- _To be done_:
• A. From the patch email, set down the passage from "It makes sense." to "an invalid data." word for word.
• B. According to the patch email, which encoding does the test specify?

- _Supplied text_:

It makes sense. How about the attached patch?


Thanks,
-- 
kou
From 6eb9669f97c54f8b85fac63db40ad80664692d12 Mon Sep 17 00:00:00 2001
From: Sutou Kouhei <kou@clear-code.com>
Date: Wed, 14 Feb 2024 11:44:13 +0900
Subject: [PATCH v2] Add a test for invalid encoding for COPY FROM

The test data use an UTF-8 character (U+3042 HIRAGANA LETTER A) but
the test specifies EUC_JP. So it's an invalid data.
---
 src/test/regress/expected/copyencoding.out | 13 +++++++++++++
 src/test/regress/parallel_schedule         |  2 +-
 src/test/regress/sql/copyencoding.sql      | 15 +++++++++++++++
 3 files changed, 29 insertions(+), 1 deletion(-)

- _Records_:

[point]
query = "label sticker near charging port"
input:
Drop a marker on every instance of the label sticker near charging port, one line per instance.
--
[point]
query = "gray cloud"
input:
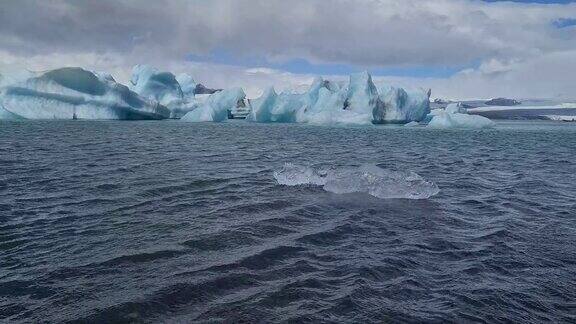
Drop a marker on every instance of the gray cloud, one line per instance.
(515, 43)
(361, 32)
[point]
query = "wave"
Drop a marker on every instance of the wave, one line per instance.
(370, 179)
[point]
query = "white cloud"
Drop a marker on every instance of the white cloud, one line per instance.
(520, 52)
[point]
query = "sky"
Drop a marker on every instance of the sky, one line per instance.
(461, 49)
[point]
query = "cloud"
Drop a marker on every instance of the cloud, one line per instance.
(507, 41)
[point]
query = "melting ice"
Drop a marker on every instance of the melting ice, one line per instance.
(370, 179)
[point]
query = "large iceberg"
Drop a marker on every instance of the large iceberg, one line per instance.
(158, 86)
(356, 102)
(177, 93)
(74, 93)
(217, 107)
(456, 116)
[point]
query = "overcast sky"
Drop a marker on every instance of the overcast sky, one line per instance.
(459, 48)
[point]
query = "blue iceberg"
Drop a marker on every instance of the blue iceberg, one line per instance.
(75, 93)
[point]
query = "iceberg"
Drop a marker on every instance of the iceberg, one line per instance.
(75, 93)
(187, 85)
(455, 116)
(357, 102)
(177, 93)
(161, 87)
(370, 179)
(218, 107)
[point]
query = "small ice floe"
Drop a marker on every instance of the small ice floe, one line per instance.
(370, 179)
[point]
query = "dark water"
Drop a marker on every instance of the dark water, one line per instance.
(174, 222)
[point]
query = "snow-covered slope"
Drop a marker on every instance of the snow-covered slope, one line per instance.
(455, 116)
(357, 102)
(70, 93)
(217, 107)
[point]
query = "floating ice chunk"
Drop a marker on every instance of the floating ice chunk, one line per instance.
* * *
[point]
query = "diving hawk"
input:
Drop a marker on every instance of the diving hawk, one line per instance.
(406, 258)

- _Answer list_:
• A.
It makes sense. How about the attached patch?


Thanks,
-- 
kou
From 6eb9669f97c54f8b85fac63db40ad80664692d12 Mon Sep 17 00:00:00 2001
From: Sutou Kouhei <kou@clear-code.com>
Date: Wed, 14 Feb 2024 11:44:13 +0900
Subject: [PATCH v2] Add a test for invalid encoding for COPY FROM

The test data use an UTF-8 character (U+3042 HIRAGANA LETTER A) but
the test specifies EUC_JP. So it's an invalid data.

• B. EUC_JP